WRITTEN EXERCISE: Rewrite the rows from their first line through the line containing "(1159, 485)" as a numbered list, one line per item and no blank lines.

RECORDED INFORMATION:
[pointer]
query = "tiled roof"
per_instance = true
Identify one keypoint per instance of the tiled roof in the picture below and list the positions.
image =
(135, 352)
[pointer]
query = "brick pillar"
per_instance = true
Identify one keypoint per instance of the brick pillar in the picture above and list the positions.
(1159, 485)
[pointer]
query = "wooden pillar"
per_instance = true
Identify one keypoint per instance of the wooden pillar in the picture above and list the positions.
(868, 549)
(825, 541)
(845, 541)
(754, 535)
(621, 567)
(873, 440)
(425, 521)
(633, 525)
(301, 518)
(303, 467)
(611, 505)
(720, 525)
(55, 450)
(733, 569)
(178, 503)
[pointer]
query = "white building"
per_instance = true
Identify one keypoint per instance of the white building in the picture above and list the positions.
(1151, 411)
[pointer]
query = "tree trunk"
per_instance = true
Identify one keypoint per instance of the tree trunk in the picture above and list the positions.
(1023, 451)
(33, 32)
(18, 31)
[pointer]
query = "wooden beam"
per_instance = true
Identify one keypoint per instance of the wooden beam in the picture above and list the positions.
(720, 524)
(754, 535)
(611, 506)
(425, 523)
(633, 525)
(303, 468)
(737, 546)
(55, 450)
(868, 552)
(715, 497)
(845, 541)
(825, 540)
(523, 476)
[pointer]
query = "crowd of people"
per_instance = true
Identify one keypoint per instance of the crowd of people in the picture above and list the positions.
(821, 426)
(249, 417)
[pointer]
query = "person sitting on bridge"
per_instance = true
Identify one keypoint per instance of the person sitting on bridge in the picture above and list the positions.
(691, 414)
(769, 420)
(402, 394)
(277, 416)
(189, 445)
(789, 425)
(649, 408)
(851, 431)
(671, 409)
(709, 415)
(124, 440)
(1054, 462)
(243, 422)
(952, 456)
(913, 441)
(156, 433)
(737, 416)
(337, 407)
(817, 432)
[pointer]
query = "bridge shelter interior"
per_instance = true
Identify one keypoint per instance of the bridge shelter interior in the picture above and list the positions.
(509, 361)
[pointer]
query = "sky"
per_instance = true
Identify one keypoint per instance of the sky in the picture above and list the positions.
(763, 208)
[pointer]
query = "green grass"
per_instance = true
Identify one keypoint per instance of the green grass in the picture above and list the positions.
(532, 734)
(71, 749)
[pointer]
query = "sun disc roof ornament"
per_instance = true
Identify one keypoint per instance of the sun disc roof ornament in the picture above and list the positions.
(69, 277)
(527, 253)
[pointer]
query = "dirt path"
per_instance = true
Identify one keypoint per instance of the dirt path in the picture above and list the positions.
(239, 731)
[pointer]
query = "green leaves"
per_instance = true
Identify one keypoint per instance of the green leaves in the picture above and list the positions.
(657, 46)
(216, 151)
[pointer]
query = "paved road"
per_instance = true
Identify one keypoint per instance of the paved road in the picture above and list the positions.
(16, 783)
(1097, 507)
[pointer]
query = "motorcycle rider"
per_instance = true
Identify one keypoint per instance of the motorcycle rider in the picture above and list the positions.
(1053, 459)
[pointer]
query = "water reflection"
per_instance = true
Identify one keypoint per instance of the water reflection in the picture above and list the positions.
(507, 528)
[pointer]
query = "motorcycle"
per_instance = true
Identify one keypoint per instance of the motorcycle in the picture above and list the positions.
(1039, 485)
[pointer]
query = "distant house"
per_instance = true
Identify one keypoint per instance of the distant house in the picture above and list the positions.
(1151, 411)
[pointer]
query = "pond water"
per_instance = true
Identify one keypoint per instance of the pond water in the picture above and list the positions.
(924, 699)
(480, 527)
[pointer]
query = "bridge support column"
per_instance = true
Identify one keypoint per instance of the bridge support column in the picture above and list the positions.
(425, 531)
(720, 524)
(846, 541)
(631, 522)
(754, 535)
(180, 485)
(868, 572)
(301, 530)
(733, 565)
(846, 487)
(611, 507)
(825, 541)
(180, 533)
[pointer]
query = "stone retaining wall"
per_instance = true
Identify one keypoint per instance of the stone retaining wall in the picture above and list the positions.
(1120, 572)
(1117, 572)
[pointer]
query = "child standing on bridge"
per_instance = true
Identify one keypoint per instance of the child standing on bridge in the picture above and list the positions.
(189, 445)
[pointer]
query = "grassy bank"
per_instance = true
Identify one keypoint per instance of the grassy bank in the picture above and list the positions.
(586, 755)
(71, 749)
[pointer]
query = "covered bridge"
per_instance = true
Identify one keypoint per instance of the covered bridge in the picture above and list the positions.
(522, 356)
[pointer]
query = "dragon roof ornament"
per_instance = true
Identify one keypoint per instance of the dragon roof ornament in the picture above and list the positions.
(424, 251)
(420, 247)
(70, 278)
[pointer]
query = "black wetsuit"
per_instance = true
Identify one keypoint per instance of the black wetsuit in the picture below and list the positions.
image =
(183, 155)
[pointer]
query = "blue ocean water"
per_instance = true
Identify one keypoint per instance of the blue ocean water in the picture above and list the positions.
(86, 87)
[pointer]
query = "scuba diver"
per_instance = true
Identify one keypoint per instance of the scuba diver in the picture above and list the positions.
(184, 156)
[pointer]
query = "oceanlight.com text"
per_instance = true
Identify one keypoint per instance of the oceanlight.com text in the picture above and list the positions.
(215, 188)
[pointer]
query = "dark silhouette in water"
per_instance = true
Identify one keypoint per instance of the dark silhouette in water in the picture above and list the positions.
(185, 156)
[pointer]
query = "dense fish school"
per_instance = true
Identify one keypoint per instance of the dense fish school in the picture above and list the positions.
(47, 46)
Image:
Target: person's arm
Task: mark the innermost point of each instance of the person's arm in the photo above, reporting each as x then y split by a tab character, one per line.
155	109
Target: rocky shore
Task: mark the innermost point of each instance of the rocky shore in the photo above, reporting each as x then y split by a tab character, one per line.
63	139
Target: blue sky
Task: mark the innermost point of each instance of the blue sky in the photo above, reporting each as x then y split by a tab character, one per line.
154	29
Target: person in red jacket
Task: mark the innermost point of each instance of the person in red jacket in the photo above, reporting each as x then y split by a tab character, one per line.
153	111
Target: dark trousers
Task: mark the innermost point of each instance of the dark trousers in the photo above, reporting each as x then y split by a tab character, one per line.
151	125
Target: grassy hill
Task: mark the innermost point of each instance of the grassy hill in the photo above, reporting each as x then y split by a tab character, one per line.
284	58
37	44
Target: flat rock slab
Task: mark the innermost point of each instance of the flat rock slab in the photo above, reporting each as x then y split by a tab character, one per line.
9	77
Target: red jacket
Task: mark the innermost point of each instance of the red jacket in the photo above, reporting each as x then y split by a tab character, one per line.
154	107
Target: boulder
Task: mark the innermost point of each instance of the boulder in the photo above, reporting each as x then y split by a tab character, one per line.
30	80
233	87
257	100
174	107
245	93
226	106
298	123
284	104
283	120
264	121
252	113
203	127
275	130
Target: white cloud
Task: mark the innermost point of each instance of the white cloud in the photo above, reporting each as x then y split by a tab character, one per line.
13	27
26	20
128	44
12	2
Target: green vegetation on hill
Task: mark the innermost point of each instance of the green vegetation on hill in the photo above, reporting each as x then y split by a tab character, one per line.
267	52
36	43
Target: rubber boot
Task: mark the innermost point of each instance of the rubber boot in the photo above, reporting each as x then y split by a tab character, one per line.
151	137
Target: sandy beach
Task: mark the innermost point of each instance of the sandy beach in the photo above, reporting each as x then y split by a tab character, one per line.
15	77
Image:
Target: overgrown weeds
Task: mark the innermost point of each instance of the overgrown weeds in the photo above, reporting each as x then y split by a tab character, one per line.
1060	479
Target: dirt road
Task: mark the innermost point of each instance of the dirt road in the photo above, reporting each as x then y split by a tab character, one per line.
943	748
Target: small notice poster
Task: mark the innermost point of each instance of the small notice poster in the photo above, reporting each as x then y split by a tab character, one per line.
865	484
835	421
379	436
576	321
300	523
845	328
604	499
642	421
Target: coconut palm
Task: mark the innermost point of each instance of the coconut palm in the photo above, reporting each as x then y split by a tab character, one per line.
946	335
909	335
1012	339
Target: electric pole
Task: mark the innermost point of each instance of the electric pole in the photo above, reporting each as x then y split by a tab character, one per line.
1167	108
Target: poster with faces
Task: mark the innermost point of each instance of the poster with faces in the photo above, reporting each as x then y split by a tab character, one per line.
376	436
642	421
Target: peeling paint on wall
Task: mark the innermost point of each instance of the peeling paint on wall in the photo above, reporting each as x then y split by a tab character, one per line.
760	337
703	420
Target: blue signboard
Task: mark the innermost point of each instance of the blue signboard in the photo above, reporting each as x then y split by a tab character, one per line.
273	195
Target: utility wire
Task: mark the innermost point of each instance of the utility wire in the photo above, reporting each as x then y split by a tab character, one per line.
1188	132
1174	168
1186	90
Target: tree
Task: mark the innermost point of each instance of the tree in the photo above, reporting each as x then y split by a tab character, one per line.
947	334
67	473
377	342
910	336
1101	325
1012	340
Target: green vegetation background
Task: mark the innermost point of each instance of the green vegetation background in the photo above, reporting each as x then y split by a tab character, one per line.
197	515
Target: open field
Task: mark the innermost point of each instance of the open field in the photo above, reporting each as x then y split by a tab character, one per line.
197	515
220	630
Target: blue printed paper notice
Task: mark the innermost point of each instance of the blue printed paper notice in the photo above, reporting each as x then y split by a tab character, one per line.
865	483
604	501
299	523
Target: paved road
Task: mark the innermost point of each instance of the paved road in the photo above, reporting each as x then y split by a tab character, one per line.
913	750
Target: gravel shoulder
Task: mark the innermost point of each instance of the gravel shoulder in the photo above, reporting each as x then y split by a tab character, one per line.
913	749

RIGHT ANSWER:
1. [pointer]
2. query = "tiled roof"
3. per_instance = true
4. Identify one keypoint per instance of the tiled roof in the picture below and list the positions.
5. image =
6. (135, 352)
7. [pointer]
8. query = "brick pillar"
9. per_instance = true
10. Identify one keypoint per instance of the brick pillar in the picture above and list the positions.
11. (1159, 485)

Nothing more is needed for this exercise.